┌─ Given data

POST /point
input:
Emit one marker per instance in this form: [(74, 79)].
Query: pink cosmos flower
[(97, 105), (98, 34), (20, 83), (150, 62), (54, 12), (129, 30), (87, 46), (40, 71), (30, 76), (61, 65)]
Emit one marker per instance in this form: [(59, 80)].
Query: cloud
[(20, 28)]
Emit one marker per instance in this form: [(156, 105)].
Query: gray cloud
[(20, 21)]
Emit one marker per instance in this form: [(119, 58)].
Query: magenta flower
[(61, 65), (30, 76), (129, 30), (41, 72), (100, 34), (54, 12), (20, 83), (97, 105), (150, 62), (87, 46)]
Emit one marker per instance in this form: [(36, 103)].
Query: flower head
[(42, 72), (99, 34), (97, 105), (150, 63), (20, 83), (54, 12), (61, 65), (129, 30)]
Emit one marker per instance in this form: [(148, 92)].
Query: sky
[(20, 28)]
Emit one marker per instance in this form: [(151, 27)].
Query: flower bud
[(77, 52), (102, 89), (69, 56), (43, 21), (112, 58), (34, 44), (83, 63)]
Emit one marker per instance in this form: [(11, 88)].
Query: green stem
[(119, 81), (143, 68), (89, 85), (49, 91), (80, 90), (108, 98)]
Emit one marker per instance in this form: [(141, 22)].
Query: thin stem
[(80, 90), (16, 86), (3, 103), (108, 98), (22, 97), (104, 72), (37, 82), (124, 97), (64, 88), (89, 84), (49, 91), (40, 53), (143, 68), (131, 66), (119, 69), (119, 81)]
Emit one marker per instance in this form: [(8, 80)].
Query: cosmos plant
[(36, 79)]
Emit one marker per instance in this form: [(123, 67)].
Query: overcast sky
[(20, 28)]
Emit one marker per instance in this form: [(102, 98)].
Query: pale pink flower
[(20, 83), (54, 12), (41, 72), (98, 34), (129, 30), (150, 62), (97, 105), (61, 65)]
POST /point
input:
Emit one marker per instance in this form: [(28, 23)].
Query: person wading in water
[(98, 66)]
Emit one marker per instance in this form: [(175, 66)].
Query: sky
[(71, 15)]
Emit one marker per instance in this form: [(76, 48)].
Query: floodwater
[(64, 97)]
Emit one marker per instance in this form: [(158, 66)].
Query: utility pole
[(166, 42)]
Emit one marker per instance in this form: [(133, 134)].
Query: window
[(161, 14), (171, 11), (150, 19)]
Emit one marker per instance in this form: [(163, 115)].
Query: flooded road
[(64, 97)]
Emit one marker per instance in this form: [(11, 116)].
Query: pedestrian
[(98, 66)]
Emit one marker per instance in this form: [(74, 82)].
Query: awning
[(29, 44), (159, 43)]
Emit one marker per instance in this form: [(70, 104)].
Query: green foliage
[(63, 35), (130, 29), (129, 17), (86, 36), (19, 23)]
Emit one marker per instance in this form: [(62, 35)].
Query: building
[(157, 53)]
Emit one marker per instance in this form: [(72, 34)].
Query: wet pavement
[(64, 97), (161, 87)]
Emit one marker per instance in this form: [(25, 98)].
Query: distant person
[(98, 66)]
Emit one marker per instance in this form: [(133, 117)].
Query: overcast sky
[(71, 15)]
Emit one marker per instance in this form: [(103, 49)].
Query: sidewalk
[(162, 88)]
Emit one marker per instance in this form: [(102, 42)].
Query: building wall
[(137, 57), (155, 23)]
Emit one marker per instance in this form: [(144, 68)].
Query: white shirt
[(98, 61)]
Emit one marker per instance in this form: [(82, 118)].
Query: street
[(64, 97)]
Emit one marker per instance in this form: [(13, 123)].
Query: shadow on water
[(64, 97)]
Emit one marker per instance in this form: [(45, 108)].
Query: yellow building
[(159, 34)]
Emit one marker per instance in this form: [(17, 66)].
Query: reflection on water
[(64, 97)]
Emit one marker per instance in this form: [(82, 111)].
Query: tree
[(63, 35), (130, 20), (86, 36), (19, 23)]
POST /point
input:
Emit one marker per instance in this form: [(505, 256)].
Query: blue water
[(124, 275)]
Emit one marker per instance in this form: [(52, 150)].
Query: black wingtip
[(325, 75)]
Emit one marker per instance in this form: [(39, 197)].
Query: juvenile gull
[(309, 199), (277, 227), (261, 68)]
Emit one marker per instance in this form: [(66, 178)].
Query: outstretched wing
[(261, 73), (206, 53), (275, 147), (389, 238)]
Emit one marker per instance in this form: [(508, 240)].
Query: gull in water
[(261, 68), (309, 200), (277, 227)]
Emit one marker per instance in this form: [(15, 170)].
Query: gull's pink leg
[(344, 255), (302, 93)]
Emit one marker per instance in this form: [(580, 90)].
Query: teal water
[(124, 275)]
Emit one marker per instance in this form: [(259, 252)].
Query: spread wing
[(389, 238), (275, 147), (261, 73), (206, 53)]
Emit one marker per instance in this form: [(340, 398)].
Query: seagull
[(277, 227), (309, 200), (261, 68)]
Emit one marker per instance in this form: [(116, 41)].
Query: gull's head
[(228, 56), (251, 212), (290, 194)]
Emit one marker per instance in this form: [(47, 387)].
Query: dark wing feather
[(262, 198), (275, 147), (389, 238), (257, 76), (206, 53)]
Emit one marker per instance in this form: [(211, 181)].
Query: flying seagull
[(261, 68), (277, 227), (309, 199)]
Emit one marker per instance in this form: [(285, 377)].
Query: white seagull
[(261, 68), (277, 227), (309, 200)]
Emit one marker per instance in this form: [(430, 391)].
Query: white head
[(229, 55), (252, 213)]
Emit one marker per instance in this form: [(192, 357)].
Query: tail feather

└─

Task prompt ▸ Give back exactly the lines running from the line containing "Emit one marker per instance in this form: [(66, 178)]." through the end of the material above, both included, and nothing beyond them.

Final result ▸
Emit one marker per instance in this form: [(66, 178)].
Query: outstretched wing
[(261, 73), (206, 53), (275, 147), (389, 238)]
Emit one marker per instance in this form: [(508, 240)].
Query: gull in water
[(261, 68), (309, 200), (277, 227)]
Emit one marker per instance in this form: [(15, 170)].
Query: gull's pink leg
[(344, 255), (302, 93)]
Emit one marker per instance in this form: [(580, 90)].
Query: teal water
[(124, 275)]
Emit one marker per instance in this form: [(259, 252)].
Query: spread wing
[(389, 238), (275, 147), (261, 73), (206, 53)]
Emit one marker per instance in this form: [(340, 398)].
Query: seagull
[(277, 227), (309, 200), (261, 68)]
Emit one marker per instance in this form: [(116, 41)].
Query: gull's head
[(228, 56), (251, 212), (290, 194)]
Emit one marker per instance in this form: [(47, 387)].
Query: dark wing feather
[(262, 198), (275, 147), (389, 238), (257, 76), (206, 53)]
Emit one marker per instance in this form: [(211, 181)].
Query: flying seagull
[(261, 68), (277, 227), (309, 199)]
Emit one marker per instance in this form: [(285, 377)].
Query: white seagull
[(261, 68), (277, 227), (309, 200)]
Emit one marker per instance in this form: [(430, 391)].
Query: white head
[(229, 55), (252, 213)]
Emit one marker per instance in this form: [(192, 357)].
Query: tail feather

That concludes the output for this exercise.